- [WHAT YOU ARE ASKED TO DO] Quote the lines from the line holding "of the laptop" to the very end of the listing, exactly, and no others.

- [DATA FOR THIS TASK]
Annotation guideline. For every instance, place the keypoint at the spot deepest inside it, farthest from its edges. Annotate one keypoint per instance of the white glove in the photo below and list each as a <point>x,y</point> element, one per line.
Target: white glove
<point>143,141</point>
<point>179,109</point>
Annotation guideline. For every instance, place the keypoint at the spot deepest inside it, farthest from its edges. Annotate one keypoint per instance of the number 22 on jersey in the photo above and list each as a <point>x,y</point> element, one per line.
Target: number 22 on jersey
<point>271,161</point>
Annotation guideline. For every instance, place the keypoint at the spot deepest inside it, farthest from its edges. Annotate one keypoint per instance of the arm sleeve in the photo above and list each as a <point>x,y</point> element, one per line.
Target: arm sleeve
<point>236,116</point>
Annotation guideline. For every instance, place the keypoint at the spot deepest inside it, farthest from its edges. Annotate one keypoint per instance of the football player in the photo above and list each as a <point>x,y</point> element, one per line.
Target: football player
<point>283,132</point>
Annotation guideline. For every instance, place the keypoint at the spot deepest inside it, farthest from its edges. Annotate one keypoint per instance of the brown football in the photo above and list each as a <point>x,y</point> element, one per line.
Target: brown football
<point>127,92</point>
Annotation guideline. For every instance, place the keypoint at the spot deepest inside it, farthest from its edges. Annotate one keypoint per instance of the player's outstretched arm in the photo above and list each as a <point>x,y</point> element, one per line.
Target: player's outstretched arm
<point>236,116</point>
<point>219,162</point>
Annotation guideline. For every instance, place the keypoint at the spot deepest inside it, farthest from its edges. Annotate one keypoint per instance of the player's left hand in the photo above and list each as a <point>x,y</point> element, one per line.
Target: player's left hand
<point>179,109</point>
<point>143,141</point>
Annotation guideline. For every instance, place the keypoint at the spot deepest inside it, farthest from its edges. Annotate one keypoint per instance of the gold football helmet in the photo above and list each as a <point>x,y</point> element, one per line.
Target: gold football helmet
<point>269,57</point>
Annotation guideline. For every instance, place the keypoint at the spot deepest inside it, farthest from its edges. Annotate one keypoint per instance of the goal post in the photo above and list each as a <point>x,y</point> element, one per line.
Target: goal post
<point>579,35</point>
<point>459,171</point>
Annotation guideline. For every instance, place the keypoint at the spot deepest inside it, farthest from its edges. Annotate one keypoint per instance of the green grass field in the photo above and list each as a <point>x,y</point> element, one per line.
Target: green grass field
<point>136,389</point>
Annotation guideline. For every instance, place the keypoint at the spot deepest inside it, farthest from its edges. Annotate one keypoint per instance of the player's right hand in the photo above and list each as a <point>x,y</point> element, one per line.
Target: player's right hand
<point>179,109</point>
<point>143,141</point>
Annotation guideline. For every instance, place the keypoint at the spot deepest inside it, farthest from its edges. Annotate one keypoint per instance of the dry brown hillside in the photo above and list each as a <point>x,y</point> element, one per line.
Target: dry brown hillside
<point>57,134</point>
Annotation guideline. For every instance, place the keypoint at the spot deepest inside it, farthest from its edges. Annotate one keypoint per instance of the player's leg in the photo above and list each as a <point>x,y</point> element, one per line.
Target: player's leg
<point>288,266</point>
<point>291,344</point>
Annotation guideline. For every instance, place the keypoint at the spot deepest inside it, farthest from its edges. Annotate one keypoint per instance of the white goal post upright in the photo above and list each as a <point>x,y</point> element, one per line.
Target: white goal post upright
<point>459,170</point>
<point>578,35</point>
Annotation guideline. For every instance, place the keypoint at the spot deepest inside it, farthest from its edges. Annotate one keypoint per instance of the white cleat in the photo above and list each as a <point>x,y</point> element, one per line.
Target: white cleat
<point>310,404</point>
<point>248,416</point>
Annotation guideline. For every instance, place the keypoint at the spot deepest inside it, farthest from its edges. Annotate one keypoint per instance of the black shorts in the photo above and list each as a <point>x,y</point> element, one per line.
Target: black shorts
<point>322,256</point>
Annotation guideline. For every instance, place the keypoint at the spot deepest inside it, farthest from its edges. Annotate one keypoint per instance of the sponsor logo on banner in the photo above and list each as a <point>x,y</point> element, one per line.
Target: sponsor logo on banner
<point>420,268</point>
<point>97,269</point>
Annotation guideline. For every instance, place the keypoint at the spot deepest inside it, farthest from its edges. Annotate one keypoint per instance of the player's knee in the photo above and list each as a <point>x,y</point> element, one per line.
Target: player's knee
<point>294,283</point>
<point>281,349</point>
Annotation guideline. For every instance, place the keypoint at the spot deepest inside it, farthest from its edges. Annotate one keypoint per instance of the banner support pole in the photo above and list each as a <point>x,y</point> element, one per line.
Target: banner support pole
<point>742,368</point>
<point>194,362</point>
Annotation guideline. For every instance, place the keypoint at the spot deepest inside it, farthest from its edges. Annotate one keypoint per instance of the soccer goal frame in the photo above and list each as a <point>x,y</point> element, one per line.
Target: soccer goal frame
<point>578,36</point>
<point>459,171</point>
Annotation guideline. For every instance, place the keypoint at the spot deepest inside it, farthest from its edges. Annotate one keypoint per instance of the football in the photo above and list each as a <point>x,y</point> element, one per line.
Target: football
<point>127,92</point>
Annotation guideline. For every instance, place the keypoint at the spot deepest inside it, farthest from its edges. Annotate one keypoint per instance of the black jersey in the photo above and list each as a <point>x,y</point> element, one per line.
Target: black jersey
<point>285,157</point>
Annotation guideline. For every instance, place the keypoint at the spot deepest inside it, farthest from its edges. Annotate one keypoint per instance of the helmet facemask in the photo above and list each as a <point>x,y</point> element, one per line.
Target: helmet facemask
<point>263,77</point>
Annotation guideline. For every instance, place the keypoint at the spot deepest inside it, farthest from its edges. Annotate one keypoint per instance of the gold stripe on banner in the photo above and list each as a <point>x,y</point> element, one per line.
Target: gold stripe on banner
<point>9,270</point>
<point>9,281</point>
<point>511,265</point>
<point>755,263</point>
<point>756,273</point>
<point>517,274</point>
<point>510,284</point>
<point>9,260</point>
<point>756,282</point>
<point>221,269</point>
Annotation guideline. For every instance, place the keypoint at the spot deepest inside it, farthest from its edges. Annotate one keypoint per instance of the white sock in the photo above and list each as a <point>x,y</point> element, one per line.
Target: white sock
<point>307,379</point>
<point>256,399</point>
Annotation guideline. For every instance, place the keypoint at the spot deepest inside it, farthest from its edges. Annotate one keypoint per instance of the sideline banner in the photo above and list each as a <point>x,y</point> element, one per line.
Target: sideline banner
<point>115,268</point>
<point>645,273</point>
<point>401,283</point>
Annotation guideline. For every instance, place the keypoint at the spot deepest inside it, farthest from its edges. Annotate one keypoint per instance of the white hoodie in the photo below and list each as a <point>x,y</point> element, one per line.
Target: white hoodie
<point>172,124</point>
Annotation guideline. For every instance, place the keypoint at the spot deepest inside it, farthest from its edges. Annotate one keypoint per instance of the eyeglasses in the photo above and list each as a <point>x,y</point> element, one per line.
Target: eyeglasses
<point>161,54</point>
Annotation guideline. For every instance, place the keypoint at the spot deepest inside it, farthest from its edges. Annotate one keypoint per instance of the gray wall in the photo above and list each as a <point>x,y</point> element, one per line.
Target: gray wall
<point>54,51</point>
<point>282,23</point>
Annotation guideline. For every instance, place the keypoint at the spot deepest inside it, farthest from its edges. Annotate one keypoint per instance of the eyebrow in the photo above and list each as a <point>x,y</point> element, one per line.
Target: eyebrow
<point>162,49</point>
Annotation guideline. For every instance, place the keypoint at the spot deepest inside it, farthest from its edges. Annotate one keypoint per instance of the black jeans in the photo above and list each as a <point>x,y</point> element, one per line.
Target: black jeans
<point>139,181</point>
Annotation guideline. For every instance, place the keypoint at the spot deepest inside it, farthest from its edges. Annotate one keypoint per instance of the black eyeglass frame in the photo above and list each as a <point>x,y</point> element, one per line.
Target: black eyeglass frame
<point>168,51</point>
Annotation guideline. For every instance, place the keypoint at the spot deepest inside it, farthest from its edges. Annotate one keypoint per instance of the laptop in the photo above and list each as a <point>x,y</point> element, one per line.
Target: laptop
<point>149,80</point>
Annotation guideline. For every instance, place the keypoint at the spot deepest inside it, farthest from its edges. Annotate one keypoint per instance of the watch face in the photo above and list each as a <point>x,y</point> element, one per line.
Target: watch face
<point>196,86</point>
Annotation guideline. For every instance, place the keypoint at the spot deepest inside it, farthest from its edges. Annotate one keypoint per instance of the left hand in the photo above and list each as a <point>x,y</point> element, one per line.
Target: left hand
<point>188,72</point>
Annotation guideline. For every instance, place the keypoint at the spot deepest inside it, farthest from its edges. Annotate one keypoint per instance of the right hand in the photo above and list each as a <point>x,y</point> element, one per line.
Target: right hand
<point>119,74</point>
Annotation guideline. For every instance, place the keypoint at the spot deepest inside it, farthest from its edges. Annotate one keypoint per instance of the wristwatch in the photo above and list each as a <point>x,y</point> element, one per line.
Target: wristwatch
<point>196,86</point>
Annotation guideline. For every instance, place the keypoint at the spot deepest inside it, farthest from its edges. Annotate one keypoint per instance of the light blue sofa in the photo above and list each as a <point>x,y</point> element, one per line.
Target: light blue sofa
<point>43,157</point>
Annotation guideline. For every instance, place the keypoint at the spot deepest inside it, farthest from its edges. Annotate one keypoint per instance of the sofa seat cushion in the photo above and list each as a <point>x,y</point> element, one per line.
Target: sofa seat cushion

- [EXERCISE RESULT]
Annotation guideline. For every instance, place the keypoint at the spot deepest inside it, farthest from its edges. Annotate one keypoint per instance of the laptop in the photo above and list each as a <point>x,y</point> element, one per line.
Target: laptop
<point>149,80</point>
Annotation guideline. For every instance, place the keypoint at the spot deepest inside it, farthest from its edges. Annotate one keypoint per instance of the watch face in the photo above and list each as a <point>x,y</point> element, one per line.
Target: watch face
<point>196,86</point>
Annotation guideline. For every instance, place the keypoint at the spot deepest inside it, farthest from its edges. Annotate one keypoint per instance of the left hand in the photo above and list each as a <point>x,y</point> element, one per line.
Target: left hand
<point>188,72</point>
Annotation guideline. For every instance, place the keypoint at the spot deepest inside it, farthest from its edges. Annotate one keypoint per instance of the right hand in the photo above and list each as a <point>x,y</point> element, one per line.
Target: right hand
<point>119,74</point>
Annotation guideline. For every instance, place the keypoint at the spot deepest inside it, farthest from its edges. Annotate one keypoint per instance of the wristwatch in the photo above and list each as a <point>x,y</point> element, one per line.
Target: wristwatch
<point>196,86</point>
Annotation guideline. For every instance, place the keypoint at the spot deepest inside it, farthest from its edges. Annotate one keypoint per instance of the light blue sofa in the photo above and list each as a <point>x,y</point> element, one per line.
Target: light blue sofa
<point>43,157</point>
Annotation guideline. For every instance, place the keypoint at the spot deepest inside it, farthest from its edges. Annotate one keypoint per instance of the sofa seat cushion in the photo above and list each as a <point>x,y</point> element, one per line.
Target: sofa seat cushion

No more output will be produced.